**WRITTEN EXERCISE:**
Rewrite each line below, from the line containing "of the construction" through the line containing "x=279 y=247", inclusive. Raise every x and y coordinate value by 86 and keep all other wording unchanged.

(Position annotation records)
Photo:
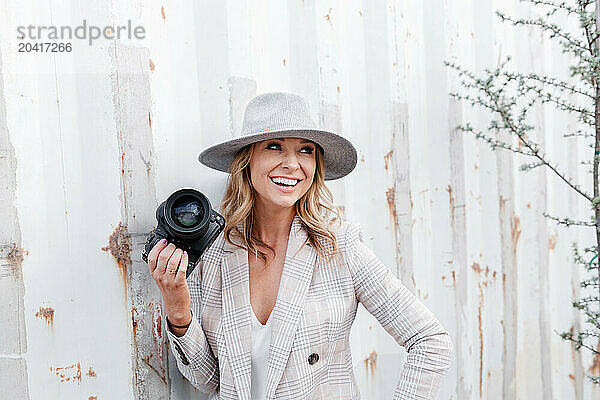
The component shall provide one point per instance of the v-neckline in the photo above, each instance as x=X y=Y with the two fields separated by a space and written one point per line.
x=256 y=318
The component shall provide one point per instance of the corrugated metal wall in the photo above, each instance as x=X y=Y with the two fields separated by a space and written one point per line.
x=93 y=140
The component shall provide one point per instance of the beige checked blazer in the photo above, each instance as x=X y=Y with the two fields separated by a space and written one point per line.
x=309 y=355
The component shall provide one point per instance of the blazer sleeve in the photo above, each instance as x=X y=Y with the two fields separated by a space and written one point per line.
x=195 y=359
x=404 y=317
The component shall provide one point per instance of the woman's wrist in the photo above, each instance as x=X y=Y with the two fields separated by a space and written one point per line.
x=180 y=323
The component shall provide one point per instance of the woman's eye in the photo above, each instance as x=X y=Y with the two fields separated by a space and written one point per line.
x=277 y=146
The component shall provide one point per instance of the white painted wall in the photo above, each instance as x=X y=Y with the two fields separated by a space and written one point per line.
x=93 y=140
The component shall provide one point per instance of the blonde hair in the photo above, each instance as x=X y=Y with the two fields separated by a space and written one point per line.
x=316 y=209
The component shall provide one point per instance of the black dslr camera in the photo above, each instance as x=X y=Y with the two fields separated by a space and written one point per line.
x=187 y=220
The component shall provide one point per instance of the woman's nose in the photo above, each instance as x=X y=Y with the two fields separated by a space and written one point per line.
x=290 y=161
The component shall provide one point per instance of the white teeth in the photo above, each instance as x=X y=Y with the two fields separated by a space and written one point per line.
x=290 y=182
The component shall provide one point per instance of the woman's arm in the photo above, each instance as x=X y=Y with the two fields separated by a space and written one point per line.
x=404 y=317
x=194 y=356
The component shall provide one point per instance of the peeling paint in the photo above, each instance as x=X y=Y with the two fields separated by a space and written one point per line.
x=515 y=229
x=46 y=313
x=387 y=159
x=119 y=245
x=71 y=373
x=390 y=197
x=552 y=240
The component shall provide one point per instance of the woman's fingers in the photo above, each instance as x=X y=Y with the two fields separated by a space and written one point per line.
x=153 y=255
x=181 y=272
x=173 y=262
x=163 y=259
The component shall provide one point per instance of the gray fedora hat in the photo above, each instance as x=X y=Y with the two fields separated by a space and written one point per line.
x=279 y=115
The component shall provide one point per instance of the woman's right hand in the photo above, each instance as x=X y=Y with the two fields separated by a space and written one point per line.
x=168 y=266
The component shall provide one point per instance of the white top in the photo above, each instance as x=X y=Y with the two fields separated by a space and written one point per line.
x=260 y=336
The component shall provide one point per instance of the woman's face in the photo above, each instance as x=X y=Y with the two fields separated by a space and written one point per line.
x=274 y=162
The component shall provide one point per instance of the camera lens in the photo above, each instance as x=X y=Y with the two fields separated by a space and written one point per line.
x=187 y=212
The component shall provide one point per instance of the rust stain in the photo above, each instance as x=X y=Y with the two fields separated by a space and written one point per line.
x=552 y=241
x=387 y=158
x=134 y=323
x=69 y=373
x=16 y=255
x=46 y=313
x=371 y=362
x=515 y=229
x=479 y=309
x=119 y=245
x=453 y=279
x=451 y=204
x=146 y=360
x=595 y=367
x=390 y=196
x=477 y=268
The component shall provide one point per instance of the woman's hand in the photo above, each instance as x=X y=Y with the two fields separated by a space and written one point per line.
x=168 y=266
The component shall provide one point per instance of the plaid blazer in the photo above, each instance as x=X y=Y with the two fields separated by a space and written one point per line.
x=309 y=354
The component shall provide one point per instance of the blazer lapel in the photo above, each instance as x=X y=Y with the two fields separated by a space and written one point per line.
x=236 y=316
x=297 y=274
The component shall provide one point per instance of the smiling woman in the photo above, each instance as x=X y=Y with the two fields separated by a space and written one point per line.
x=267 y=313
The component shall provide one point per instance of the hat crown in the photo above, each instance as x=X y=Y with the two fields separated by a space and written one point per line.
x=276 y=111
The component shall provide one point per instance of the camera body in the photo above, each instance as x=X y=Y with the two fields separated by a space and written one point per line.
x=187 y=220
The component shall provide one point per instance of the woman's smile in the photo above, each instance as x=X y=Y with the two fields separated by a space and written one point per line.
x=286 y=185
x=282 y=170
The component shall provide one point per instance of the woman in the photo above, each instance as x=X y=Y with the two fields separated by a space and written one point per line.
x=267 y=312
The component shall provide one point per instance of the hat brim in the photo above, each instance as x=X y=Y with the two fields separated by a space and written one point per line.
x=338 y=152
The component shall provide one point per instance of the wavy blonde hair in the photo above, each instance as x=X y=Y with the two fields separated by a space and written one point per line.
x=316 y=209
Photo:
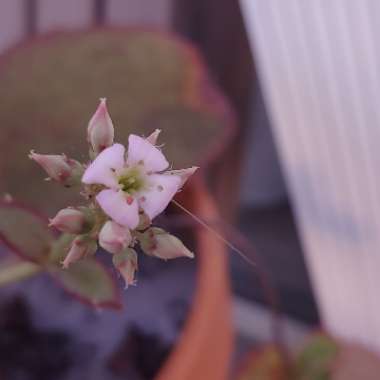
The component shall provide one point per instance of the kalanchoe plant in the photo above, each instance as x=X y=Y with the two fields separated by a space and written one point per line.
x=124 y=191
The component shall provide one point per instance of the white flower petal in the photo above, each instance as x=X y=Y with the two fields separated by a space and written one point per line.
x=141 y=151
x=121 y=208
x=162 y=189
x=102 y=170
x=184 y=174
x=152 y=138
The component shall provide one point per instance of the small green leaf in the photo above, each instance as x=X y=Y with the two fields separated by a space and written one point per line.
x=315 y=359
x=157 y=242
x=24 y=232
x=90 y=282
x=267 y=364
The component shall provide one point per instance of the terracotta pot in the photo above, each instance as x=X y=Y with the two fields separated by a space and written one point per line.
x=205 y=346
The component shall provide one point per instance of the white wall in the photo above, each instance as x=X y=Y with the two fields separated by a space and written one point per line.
* * *
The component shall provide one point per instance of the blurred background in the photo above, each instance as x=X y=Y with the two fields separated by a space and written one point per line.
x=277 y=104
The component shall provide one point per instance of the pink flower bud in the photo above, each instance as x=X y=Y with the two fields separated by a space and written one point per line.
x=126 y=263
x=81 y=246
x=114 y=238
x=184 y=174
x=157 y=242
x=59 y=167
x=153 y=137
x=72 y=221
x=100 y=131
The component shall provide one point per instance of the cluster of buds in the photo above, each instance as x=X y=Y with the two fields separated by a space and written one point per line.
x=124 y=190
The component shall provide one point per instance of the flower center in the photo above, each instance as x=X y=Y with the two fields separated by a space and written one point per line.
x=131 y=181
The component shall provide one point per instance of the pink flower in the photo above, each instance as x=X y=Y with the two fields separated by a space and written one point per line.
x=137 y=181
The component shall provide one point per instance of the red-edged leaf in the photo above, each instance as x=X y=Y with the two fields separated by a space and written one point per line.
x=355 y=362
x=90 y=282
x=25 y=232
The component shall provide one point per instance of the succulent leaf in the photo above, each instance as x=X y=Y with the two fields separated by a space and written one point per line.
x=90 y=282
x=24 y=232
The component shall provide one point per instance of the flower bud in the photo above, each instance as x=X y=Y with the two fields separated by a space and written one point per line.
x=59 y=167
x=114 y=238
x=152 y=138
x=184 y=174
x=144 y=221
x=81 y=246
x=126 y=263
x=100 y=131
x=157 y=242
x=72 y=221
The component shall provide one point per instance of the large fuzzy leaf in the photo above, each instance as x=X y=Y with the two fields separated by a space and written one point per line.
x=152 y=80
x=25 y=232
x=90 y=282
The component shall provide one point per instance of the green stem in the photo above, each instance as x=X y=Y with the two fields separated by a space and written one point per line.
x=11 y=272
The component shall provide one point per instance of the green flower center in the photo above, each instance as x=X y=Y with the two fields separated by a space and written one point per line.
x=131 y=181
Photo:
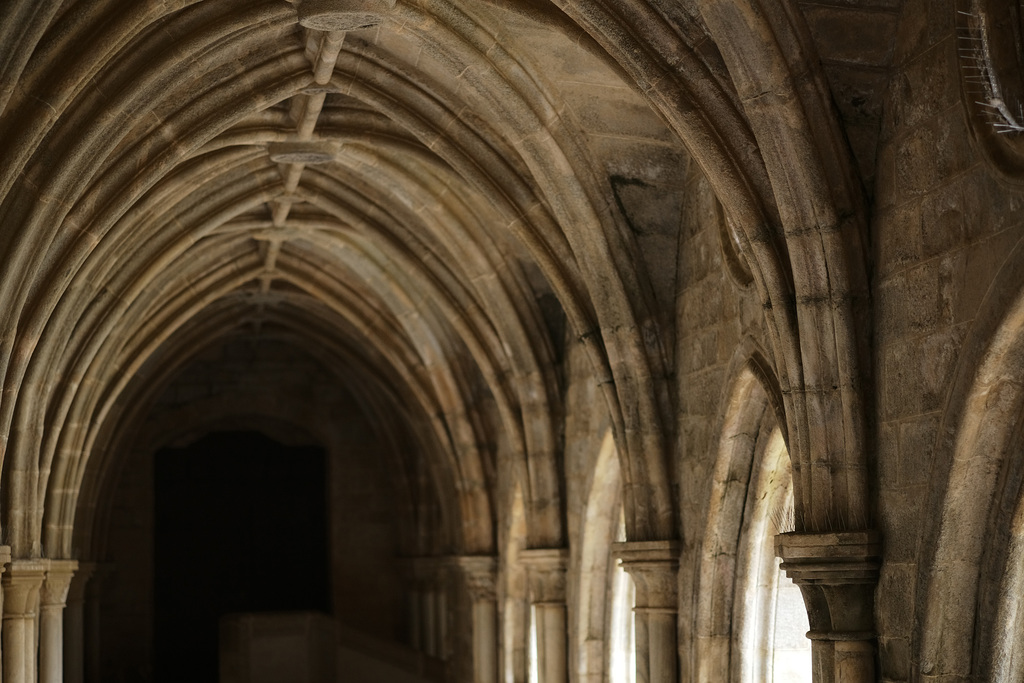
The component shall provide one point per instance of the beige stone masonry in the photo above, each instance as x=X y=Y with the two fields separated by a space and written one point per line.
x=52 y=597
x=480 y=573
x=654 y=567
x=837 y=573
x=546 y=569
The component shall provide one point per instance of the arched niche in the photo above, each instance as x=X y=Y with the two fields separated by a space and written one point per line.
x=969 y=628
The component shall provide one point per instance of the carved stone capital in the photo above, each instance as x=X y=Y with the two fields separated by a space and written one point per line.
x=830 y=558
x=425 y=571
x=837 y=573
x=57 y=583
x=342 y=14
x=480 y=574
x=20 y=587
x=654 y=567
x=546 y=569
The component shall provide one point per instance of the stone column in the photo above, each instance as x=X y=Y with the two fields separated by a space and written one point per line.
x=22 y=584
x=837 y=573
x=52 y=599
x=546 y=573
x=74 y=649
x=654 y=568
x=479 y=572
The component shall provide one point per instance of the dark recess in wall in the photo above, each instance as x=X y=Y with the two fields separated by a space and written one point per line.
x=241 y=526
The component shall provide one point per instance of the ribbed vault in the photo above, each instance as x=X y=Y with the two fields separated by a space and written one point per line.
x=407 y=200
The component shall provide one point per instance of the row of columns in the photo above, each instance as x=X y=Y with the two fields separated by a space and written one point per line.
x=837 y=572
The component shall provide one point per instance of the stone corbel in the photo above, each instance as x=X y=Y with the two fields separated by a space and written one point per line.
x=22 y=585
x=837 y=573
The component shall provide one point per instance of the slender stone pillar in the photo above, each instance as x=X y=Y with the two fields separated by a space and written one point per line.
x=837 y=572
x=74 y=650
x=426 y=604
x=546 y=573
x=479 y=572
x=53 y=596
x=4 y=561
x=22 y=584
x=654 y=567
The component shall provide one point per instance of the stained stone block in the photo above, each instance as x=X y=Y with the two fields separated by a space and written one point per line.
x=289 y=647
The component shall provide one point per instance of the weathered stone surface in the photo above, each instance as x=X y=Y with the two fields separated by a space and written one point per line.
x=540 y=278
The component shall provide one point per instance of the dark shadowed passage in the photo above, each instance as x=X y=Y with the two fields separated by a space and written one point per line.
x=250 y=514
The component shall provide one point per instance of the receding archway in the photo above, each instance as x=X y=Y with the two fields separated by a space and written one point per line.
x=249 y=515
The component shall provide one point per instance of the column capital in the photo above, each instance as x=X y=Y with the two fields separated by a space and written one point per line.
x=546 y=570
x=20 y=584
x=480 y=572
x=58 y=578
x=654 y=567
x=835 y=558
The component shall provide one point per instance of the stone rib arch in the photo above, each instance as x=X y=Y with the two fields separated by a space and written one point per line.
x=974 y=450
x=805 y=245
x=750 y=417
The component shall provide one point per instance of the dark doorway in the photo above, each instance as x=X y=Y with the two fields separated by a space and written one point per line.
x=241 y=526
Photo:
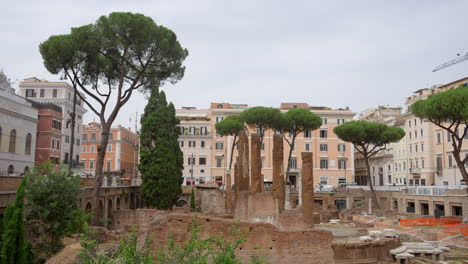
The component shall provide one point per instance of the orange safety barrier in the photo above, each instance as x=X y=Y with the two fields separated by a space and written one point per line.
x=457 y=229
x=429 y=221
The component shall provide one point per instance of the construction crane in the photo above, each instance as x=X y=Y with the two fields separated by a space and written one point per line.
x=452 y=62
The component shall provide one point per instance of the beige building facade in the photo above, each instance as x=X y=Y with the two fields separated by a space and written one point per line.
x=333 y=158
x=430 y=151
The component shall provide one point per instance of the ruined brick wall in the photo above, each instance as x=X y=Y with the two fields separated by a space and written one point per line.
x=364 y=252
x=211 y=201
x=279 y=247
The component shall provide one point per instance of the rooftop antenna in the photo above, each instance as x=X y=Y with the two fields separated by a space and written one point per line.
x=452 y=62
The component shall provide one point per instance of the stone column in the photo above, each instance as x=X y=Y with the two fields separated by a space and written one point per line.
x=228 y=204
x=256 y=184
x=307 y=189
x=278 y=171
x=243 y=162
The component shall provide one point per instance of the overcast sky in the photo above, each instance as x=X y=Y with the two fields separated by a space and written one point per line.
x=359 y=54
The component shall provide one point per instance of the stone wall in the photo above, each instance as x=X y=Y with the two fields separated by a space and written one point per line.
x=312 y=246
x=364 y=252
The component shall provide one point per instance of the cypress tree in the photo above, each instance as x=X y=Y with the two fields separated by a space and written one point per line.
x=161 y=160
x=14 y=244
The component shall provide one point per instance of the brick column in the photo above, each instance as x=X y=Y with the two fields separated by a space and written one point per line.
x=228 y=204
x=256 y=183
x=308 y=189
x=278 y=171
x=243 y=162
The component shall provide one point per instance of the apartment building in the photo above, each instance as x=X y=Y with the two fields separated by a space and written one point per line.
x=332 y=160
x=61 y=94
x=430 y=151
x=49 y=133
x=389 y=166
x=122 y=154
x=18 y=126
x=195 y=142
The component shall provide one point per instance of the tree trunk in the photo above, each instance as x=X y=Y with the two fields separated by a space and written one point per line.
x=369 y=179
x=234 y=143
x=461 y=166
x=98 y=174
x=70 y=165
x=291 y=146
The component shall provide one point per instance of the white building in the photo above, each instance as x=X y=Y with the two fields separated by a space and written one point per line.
...
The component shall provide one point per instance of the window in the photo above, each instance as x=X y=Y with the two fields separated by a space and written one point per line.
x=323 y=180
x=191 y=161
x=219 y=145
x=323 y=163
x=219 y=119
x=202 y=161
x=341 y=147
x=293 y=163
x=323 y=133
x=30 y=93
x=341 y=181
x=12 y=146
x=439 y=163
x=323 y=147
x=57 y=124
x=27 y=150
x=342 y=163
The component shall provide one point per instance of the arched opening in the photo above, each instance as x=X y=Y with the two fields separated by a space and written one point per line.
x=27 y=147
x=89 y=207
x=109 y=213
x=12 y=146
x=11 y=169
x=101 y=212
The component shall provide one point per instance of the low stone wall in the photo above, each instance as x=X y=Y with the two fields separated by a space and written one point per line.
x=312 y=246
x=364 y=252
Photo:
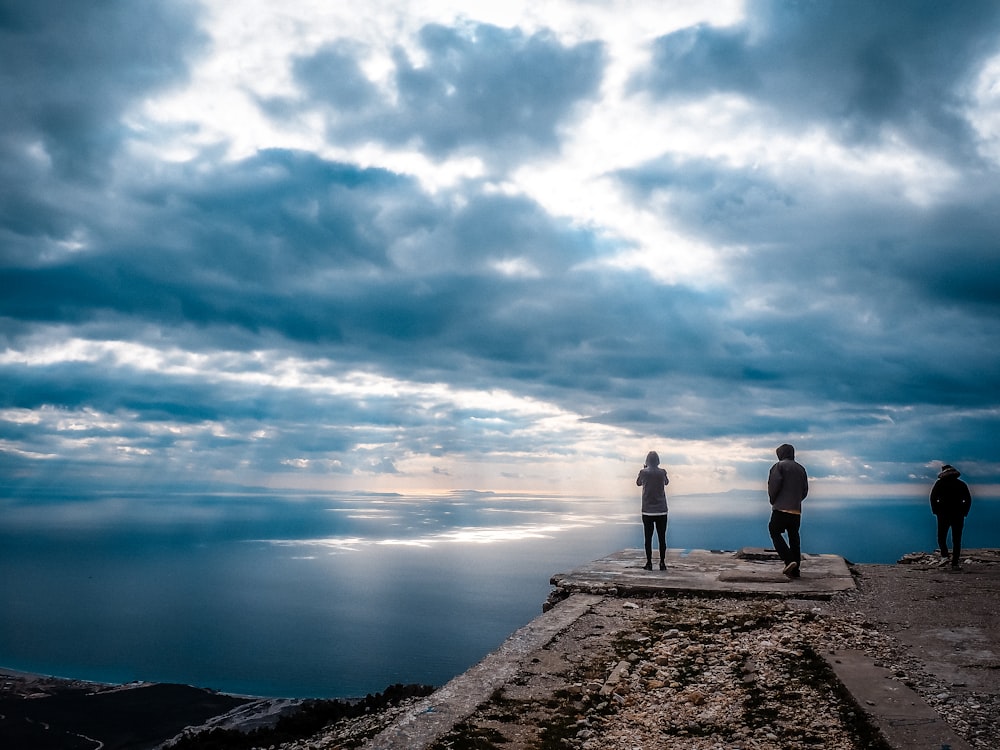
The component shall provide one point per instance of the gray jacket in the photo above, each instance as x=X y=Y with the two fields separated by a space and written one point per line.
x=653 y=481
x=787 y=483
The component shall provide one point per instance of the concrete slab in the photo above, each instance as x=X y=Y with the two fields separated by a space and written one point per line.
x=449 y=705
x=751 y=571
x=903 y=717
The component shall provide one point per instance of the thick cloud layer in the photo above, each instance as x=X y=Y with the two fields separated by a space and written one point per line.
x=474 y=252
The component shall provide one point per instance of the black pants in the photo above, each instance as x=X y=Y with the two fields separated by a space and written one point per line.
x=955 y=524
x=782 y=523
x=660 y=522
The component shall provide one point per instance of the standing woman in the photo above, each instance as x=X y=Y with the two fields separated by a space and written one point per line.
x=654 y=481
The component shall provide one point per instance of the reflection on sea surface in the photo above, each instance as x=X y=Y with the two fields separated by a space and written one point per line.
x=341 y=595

**TASK SOLUTION:**
The component shall provide one point per instance of the construction crane in the photo above, each instance as x=X y=Y with the two fields separated by a space and written one point per line.
x=538 y=148
The component shall provide one point per instance of the beige building facade in the photo above, each instance as x=X y=Y with the two fields separated by a space and written one point per line.
x=419 y=244
x=516 y=237
The component shall provide one point per instance of the ruined brick wall in the photo above, each instance as x=X y=Y with the two fields separated by a space and written one point per line.
x=450 y=338
x=297 y=287
x=365 y=333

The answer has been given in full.